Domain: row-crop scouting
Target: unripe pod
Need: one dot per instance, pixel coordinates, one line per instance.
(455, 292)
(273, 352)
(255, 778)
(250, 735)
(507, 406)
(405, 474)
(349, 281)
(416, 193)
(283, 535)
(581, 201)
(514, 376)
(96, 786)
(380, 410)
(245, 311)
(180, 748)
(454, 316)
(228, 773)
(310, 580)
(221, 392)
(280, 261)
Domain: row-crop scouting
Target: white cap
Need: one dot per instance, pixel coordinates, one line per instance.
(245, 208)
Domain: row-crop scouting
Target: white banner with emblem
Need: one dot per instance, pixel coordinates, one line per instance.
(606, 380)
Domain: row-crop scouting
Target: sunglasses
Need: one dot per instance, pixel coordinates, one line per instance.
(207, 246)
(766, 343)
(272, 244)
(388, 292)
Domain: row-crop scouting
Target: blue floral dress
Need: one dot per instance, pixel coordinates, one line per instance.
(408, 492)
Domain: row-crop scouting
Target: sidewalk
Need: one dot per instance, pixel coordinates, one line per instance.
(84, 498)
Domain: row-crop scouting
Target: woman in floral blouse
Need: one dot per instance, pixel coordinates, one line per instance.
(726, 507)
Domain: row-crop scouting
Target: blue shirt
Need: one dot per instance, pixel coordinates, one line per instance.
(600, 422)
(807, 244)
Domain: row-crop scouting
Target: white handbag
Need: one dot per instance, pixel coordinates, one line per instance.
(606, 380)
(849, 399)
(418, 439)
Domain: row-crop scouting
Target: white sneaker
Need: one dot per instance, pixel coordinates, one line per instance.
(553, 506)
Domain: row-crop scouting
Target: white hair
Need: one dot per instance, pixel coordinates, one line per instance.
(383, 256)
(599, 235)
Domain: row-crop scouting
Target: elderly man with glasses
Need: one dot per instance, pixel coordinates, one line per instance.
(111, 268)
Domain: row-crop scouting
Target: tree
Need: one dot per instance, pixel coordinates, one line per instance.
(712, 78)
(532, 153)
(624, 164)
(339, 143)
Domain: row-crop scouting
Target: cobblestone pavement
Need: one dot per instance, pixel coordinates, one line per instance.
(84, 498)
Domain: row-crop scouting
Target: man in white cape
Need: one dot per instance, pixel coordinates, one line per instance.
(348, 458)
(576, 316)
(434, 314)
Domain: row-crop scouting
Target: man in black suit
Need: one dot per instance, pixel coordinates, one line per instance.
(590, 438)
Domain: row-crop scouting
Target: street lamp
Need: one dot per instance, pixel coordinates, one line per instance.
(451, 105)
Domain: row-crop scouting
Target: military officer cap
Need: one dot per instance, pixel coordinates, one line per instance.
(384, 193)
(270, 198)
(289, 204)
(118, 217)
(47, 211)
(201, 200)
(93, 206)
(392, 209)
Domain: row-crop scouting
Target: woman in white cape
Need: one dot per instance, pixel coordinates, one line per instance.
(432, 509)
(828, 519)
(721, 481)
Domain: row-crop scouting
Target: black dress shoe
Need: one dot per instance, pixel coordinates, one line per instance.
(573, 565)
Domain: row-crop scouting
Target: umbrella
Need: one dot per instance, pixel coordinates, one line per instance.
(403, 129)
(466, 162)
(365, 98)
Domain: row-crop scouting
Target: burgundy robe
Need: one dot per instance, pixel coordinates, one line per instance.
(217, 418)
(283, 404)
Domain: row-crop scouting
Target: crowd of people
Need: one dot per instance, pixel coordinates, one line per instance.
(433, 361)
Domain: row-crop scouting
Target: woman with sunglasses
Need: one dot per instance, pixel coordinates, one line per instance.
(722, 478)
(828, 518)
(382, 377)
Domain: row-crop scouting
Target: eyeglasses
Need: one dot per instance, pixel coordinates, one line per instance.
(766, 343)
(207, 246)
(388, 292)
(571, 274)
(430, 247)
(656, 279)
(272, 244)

■ TASK PROMPT
If a line in the records above has the word "floral", copy it out.

■ RESPONSE BELOW
Target: blue floral dress
Target: woman in floral blouse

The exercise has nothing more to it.